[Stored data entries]
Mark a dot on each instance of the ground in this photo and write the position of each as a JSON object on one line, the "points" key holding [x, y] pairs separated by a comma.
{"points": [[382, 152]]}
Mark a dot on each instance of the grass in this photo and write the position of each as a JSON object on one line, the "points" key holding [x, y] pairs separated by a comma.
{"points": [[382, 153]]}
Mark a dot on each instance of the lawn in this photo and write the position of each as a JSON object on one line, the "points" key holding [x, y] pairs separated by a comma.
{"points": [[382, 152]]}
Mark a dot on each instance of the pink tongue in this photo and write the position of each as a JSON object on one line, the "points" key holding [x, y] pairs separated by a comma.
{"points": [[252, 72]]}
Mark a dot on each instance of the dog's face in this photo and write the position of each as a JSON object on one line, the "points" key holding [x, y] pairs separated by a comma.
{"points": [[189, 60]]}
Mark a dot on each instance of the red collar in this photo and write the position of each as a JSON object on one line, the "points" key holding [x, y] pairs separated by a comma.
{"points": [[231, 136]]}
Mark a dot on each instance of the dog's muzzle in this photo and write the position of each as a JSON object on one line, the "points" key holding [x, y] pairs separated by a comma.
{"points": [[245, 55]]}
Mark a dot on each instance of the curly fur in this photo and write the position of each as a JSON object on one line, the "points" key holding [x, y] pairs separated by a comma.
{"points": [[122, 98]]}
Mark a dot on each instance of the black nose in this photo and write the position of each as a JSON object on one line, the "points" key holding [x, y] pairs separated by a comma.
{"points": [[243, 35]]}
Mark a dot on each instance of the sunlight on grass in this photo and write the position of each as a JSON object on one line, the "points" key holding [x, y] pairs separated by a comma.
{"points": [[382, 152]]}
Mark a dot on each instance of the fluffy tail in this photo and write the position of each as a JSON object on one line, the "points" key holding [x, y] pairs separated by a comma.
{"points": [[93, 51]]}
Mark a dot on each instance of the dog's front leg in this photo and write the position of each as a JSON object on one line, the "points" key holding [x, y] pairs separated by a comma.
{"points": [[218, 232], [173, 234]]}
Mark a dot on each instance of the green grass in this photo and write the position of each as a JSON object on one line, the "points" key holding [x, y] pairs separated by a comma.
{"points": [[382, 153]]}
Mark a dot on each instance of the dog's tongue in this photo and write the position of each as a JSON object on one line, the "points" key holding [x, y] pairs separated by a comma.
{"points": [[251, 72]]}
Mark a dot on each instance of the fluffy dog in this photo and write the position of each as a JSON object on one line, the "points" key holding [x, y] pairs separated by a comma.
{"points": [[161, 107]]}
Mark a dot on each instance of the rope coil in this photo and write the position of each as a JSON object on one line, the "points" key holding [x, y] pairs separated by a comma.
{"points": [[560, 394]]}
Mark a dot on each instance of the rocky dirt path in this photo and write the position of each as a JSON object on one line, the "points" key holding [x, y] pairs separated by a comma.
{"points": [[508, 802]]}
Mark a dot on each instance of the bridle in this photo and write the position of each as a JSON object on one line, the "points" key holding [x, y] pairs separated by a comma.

▸ **Task description**:
Transcribe every line of the records exactly, please.

▸ **Answer to this exercise**:
Mark a dot on each instance of the ground in this photo and write the position of each as a JSON object on one line, the "points" key holding [x, y] pairs separated by a comma.
{"points": [[382, 152]]}
Mark a dot on each instance of the grass in this photo and write the position of each as a JSON object on one line, the "points" key holding [x, y] pairs separated by a comma.
{"points": [[382, 153]]}
Mark a dot on each instance of the lawn in this photo and write the position of each as a JSON object on one line, the "points" key holding [x, y] pairs separated by a comma.
{"points": [[382, 152]]}
Mark a dot on each instance of the pink tongue in this photo and write the position of each as a JSON object on one line, the "points" key holding [x, y] pairs separated by a comma.
{"points": [[252, 72]]}
Mark a dot on each instance of the dog's face in this photo and write the position of each as a JSON object on one line, the "points" key holding [x, y] pairs separated by a comma.
{"points": [[189, 60]]}
Mark a dot on each instance of the red collar in this photo and write the position of each as a JSON object on one line, the "points" key holding [x, y] pairs separated by a comma.
{"points": [[231, 136]]}
Mark a dot on each instance of the dog's muzzle in this photo and write the position of each as a JSON object on one line, the "points" key holding [x, y] pairs separated by a comma.
{"points": [[245, 55]]}
Mark a dot on each instance of the curly fur in this photo and write the position of each as a JSON object on one line, the "points" key holding [x, y] pairs separated by a comma.
{"points": [[122, 98]]}
Mark a dot on each instance of the black nose in this photo and write the position of each as a JSON object on one line, the "points" key holding [x, y] pairs separated by a comma.
{"points": [[243, 35]]}
Mark a dot on each instance of the sunlight on grass in this photo and write the position of each as a JSON object on one line, the "points" key holding [x, y] pairs separated by a comma.
{"points": [[382, 152]]}
Mark a dot on each instance of the fluffy tail in this photo and write the position of each as a JSON object on one line, the "points" key holding [x, y] pairs separated by a comma.
{"points": [[93, 51]]}
Mark a dot on each instance of the dog's front leg in this photo and write the position of each as a JSON object on one line, the "points" key holding [x, y] pairs separated by a comma.
{"points": [[218, 232], [173, 234]]}
Mark a dot on each instance of the green grass in this photo and write the position of each as a JSON object on one line, the "points" key holding [x, y] pairs separated by a comma.
{"points": [[382, 153]]}
Mark a dot on each instance of the dog's tongue in this photo and write the position of each as a JSON object on one line, the "points" key holding [x, y] pairs separated by a comma.
{"points": [[251, 72]]}
Mark a dot on each instance of the fluffy dog in this photo and write the position of each as a JSON object on one line, the "points" key holding [x, y] pairs separated by a comma.
{"points": [[161, 107]]}
Mark a dot on each instance of the rope coil in this photo and write the position of each as a JSON object on one line, the "points" key holding [x, y] pairs separated by a comma.
{"points": [[560, 394]]}
Mark a dot on each instance of the rocky dirt path in this photo and write the position of each as a JSON object on one line, the "points" key holding [x, y] pairs separated by a comma.
{"points": [[508, 802]]}
Mark a dot on each instance of the bridle in this photo and write the position of each as a JSON object on one line, the "points" key holding [x, y] pairs separated by a comma.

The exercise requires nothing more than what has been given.